Rewrite the listing below with "pick out" changed to "mark" everywhere it occurs, keeping everything else the same. Leave the pictures out of your answer.

Point annotation records
····················

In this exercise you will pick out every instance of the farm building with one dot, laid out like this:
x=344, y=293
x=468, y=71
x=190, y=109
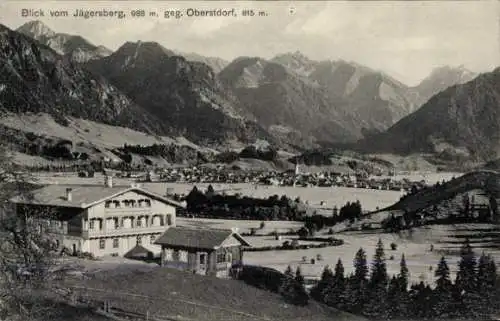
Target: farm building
x=100, y=219
x=202, y=251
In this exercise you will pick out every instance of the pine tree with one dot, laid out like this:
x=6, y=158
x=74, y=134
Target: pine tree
x=492, y=284
x=377, y=306
x=289, y=272
x=357, y=284
x=443, y=299
x=486, y=283
x=292, y=290
x=335, y=293
x=466, y=280
x=403, y=299
x=404, y=274
x=318, y=290
x=393, y=298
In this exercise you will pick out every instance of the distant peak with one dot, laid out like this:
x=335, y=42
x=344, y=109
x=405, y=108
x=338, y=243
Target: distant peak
x=36, y=29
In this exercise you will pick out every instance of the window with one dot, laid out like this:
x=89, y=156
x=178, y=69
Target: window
x=183, y=256
x=221, y=257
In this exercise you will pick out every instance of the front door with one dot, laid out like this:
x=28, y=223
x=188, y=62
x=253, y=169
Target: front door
x=203, y=263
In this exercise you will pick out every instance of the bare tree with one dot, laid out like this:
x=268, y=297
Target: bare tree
x=26, y=250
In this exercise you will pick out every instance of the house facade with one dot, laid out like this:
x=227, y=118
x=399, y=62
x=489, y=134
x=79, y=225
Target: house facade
x=102, y=220
x=202, y=251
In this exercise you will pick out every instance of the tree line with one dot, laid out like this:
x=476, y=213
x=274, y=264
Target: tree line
x=215, y=205
x=370, y=291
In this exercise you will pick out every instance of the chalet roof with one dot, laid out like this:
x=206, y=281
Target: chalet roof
x=137, y=251
x=83, y=196
x=200, y=238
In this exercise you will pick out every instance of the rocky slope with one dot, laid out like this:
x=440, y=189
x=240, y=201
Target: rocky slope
x=186, y=96
x=74, y=47
x=35, y=79
x=462, y=121
x=288, y=105
x=216, y=63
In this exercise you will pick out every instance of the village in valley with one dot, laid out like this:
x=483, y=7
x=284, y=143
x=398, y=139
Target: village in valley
x=262, y=161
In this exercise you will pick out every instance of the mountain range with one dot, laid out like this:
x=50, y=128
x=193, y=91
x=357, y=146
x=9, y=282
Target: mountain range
x=74, y=47
x=461, y=121
x=289, y=100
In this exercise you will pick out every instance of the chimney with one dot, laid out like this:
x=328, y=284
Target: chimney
x=69, y=194
x=108, y=180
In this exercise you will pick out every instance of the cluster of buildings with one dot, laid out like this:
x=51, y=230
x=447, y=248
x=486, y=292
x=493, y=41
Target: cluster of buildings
x=129, y=221
x=286, y=178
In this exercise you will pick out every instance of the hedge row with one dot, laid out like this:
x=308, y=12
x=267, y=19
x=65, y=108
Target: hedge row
x=334, y=242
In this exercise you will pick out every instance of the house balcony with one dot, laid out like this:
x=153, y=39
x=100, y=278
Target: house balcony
x=123, y=231
x=128, y=210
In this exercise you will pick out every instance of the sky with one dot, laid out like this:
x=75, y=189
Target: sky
x=406, y=39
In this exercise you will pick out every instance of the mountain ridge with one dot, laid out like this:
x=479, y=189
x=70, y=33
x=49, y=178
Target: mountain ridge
x=470, y=113
x=74, y=47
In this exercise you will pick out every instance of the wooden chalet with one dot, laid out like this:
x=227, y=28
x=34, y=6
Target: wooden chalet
x=201, y=251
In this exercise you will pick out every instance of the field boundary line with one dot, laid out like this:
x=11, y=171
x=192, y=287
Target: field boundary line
x=175, y=300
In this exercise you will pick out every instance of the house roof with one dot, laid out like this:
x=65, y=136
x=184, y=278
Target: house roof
x=200, y=238
x=83, y=196
x=137, y=251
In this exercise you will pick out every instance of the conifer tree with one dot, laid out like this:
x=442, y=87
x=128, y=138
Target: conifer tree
x=318, y=291
x=404, y=274
x=377, y=306
x=357, y=283
x=403, y=299
x=443, y=299
x=299, y=277
x=486, y=283
x=335, y=293
x=466, y=280
x=289, y=272
x=492, y=283
x=393, y=298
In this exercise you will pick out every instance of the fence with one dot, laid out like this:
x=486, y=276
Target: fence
x=133, y=306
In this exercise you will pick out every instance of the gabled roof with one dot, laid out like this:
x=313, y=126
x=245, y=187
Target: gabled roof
x=200, y=238
x=83, y=196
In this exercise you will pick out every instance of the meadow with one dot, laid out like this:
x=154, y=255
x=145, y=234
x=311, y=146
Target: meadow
x=416, y=247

····················

### [OUTPUT FOR THIS TASK]
In this exercise you will mark every instance of the farm building with one dot, laid out like this:
x=344, y=293
x=468, y=71
x=190, y=109
Target: farm building
x=100, y=219
x=202, y=251
In this exercise you will mark every instance of the pine tree with one dot, laid out like this:
x=6, y=158
x=74, y=134
Target: pine tree
x=492, y=284
x=377, y=306
x=289, y=272
x=357, y=284
x=443, y=299
x=486, y=283
x=292, y=290
x=335, y=293
x=466, y=280
x=403, y=299
x=404, y=274
x=318, y=290
x=393, y=298
In this exercise you will mark every instance of the distant peak with one dot, laid out like this:
x=335, y=42
x=344, y=109
x=405, y=108
x=338, y=243
Target: distant peak
x=36, y=29
In this exercise you will mark every instance of the window with one dot, laid out like this:
x=89, y=156
x=178, y=69
Target: window
x=183, y=256
x=221, y=257
In this exercise you will mark every instance of the front door with one dot, laid out like this:
x=28, y=223
x=188, y=62
x=253, y=169
Target: front door
x=203, y=263
In this exercise you will mark every instance of the bare tree with one dot, laid out like this:
x=268, y=297
Target: bare tree
x=26, y=250
In this exercise you will mark every instance of the house facade with one dot, laid out like this:
x=227, y=118
x=399, y=62
x=489, y=134
x=79, y=225
Target: house facade
x=102, y=220
x=202, y=251
In this exercise you will mark every instance of the tree line with one dot, laid out like this:
x=476, y=213
x=274, y=264
Target: tree line
x=215, y=205
x=370, y=291
In this exercise you will mark every instance of the chalet roof with one dot, laid out like this:
x=206, y=281
Target: chalet roof
x=137, y=251
x=83, y=196
x=200, y=238
In this exercise you will mark every instance of the rocky slope with one dot, laid out like this:
x=440, y=189
x=240, y=201
Target: rocky slope
x=186, y=96
x=74, y=47
x=35, y=79
x=462, y=121
x=288, y=105
x=216, y=63
In this exercise you will mark every instance of the village in valley with one dot, laid out like this:
x=483, y=7
x=284, y=143
x=398, y=139
Target: village in valley
x=262, y=161
In this exercise you will mark every instance of the mountain range with one dot, laid out like this:
x=50, y=128
x=193, y=91
x=357, y=146
x=9, y=282
Target: mountain range
x=74, y=47
x=461, y=121
x=289, y=100
In this exercise you will mark every instance of the chimney with one dot, laid out like this:
x=328, y=284
Target: chimney
x=69, y=194
x=108, y=180
In this exercise you will mark every instance of the cluster of buildings with one dot, laid out like this:
x=51, y=230
x=447, y=248
x=486, y=292
x=493, y=41
Target: cluster of buildings
x=129, y=221
x=286, y=178
In this exercise you will mark every instance of the hedge row with one dot, laid out like this:
x=308, y=12
x=267, y=19
x=65, y=108
Target: hedge row
x=334, y=242
In this exercise you will mark every instance of the house balcony with one dot, laid out like this:
x=153, y=39
x=100, y=278
Target: house balcony
x=123, y=231
x=128, y=210
In this exercise you will mark every instance of the sky with one dot, laid out like this:
x=75, y=189
Target: sky
x=406, y=39
In this exercise you will mark every instance of the mountain ridge with one dot, laid out like this:
x=479, y=189
x=70, y=33
x=49, y=178
Target: mountain ridge
x=470, y=113
x=74, y=47
In this exercise you will mark every instance of the wooden chalet with one dot, laid out like this:
x=227, y=28
x=34, y=6
Target: wooden chalet
x=201, y=251
In this exercise you will mark every instance of the field boundary line with one dot, laid out like this:
x=11, y=171
x=192, y=287
Target: field boundary line
x=175, y=300
In this exercise you will mark every instance of the house roof with one dot, laid out like this:
x=65, y=136
x=184, y=278
Target: house roof
x=200, y=238
x=83, y=196
x=137, y=251
In this exercise you will mark every instance of the conifer tree with one dot, laid out like this:
x=442, y=87
x=128, y=138
Target: conifer tree
x=318, y=291
x=404, y=274
x=377, y=306
x=357, y=283
x=403, y=299
x=443, y=299
x=299, y=277
x=486, y=283
x=335, y=293
x=466, y=280
x=289, y=272
x=492, y=283
x=393, y=298
In this exercise you will mark every instance of the fence with one dot, laid out like this:
x=486, y=276
Target: fence
x=133, y=306
In this exercise you will mark every instance of the gabled roof with one dot, laid out like this:
x=313, y=126
x=245, y=187
Target: gabled roof
x=200, y=238
x=83, y=196
In this exercise you will mark every instance of the meadow with one dot, laid out like this:
x=154, y=255
x=145, y=234
x=311, y=146
Target: meadow
x=416, y=247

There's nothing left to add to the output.